__PROVIDED TEXT__
The Minister also needs to tell the House how he will ensure that the houses on the Poolbeg site will be genuinely affordable. The National Asset Management Agency offered that land to the previous housing Minister, Eoghan Murphy, at a 50% discount. However, even when it would benefit his constituents, Mr. Murphy refused the offer. Instead, Ronan Group Real Estate purchased the site at a price significantly higher than the guide price. He is planning to build even more unaffordable build-to-rent apartments in the community. On the 570 affordable homes that are allocated in the plans, Dublin City Council has confirmed that there is no deal on the table as to how much Johnny Ronan's company will demand for those homes. In order to ensure its profit margin, it is highly likely that the Ronan Group Real Estate could seek up to €500,000 from Dublin City Council for each of those affordable homes. How is anyone from the community expected to be able to afford to buy? The Minister needs to seek an urgent meeting with Ronan Group Real Estate and insist that the affordable homes on the site will be genuinely affordable.

__RAW DATA__

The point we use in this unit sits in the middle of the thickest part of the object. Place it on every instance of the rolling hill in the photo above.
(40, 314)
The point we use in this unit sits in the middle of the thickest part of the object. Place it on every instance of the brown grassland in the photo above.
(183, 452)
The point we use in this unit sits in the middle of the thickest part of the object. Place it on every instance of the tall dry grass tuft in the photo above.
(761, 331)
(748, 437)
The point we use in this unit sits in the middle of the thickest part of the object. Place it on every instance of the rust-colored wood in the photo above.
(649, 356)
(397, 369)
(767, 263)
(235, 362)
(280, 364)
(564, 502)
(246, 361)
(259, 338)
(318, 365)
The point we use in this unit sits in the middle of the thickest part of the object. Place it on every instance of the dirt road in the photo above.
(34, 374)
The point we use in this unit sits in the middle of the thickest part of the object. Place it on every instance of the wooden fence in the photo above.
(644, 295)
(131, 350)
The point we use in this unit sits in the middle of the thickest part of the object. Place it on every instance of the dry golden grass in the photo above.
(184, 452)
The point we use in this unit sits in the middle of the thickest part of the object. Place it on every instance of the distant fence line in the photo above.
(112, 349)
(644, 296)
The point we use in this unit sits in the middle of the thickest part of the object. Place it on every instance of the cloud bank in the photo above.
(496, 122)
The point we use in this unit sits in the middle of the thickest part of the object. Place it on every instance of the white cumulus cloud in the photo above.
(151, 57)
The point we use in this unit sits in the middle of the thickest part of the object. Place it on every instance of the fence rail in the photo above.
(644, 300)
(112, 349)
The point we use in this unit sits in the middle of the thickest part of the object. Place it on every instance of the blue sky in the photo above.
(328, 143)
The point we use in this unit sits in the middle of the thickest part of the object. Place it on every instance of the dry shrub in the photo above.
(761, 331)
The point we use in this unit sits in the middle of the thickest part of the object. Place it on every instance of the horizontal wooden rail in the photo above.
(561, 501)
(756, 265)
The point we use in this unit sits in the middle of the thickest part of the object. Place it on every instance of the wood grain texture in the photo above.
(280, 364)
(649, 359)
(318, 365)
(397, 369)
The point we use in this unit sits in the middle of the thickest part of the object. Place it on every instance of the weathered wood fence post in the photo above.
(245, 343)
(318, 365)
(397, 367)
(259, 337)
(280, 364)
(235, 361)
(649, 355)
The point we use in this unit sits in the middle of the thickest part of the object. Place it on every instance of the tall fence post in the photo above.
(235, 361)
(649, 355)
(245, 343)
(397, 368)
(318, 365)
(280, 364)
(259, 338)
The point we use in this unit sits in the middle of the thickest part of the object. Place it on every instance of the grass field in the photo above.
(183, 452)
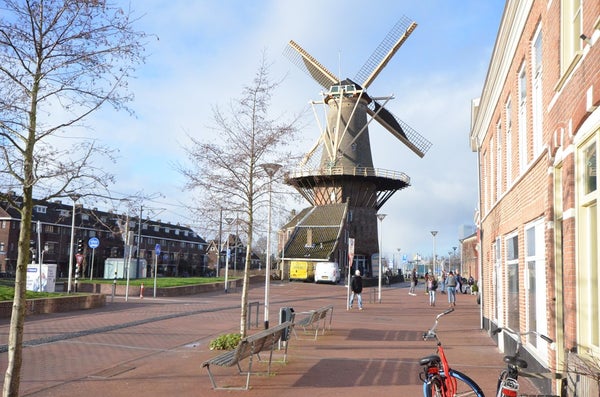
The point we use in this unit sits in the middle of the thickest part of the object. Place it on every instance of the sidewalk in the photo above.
(155, 347)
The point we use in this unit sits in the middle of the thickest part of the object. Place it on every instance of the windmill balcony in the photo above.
(353, 171)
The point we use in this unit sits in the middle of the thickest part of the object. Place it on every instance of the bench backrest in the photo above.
(266, 339)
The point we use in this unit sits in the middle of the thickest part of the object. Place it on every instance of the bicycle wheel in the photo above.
(465, 386)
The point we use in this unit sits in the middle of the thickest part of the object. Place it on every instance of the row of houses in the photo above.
(176, 249)
(536, 129)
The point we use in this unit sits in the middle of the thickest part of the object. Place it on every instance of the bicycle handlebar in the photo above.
(519, 334)
(431, 333)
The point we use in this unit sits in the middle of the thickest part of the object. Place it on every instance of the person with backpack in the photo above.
(356, 287)
(432, 285)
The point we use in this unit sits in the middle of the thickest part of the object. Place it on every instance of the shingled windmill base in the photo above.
(345, 174)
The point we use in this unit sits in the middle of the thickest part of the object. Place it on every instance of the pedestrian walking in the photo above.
(432, 285)
(356, 286)
(451, 288)
(413, 282)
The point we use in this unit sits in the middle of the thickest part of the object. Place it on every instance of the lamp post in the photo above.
(454, 257)
(271, 169)
(73, 197)
(380, 217)
(433, 233)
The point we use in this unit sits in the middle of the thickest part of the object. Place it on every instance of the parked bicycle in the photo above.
(508, 384)
(439, 380)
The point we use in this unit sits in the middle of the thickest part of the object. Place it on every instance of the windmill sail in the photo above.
(310, 65)
(385, 51)
(411, 138)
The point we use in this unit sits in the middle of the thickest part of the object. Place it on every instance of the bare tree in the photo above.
(59, 62)
(228, 173)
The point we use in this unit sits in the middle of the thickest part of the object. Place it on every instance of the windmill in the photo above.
(345, 172)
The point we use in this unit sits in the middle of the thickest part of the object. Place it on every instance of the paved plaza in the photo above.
(155, 347)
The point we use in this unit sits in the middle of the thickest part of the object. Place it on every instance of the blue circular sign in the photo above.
(93, 243)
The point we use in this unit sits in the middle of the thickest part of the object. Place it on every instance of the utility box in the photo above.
(286, 314)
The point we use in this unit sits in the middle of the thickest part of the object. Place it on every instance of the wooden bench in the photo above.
(315, 321)
(249, 347)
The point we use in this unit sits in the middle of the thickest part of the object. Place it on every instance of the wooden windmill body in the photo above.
(344, 171)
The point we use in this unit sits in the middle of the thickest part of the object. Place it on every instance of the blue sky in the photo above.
(207, 50)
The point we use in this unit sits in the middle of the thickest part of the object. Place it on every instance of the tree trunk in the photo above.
(12, 376)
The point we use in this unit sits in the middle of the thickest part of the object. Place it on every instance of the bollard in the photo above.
(114, 287)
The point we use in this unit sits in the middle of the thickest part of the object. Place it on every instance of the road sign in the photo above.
(93, 243)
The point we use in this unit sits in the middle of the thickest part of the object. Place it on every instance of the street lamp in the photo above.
(433, 233)
(380, 217)
(271, 169)
(227, 253)
(454, 257)
(73, 197)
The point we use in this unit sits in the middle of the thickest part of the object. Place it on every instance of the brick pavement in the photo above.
(155, 347)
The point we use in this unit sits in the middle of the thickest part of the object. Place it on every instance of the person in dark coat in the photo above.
(356, 286)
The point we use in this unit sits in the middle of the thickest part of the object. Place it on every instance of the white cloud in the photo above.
(208, 50)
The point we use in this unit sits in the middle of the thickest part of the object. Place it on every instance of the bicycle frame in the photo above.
(438, 376)
(508, 384)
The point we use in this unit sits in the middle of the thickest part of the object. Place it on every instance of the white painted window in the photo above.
(571, 23)
(523, 142)
(536, 93)
(499, 149)
(535, 284)
(508, 143)
(513, 307)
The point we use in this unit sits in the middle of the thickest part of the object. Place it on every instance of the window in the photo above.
(536, 92)
(508, 145)
(523, 143)
(499, 149)
(535, 281)
(497, 279)
(512, 277)
(571, 21)
(492, 173)
(588, 283)
(484, 178)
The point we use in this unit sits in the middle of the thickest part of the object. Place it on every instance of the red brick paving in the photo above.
(371, 351)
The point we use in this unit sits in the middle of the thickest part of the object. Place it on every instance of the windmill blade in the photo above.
(399, 129)
(385, 51)
(310, 65)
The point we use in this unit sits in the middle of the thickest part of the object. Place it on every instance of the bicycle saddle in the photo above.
(434, 359)
(515, 361)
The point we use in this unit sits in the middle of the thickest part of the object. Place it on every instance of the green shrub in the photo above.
(225, 342)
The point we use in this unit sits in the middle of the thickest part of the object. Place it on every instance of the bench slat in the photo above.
(248, 347)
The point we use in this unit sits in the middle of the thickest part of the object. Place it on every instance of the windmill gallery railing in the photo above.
(353, 171)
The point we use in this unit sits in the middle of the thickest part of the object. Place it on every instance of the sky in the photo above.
(205, 51)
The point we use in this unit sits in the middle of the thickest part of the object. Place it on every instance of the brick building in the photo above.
(182, 251)
(536, 129)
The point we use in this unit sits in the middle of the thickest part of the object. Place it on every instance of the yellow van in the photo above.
(302, 271)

__GIVEN REQUEST A__
Transcribe the rows word for word, beginning with the line that contains "van in the photo above." and ending with the last line of the rows.
__GIVEN REQUEST B__
Pick up the passage about affordable homes on the Poolbeg site where it stops and continue it.

__EXERCISE ANSWER A__
The point we use in this unit sits in the middle of the thickest part of the object. Place it on every instance of the yellow van in the photo above.
(302, 271)

__EXERCISE ANSWER B__
The Government should make it very clear to Ronan Group Real Estate that there will be no bridge, and no funding allocated for such a bridge, unless there is a deal on affordability. Young people are putting their lives on hold because they are unable to afford to rent, they are unable to afford to buy, they are going through college getting highly educated, and they are looking at their future and asking what is the point in staying in this country when you cannot afford to leave your parents home? And that is if they are lucky enough to be able to stay in their parents' homes. The Government must double direct capital investment in social and affordable homes and start delivering for the people. We need to hear from the Minister about why he is ploughing ahead with the shared equity scheme and ignoring all of the warnings and how he will ensure that the affordable homes at the Poolbeg site will be genuinely affordable.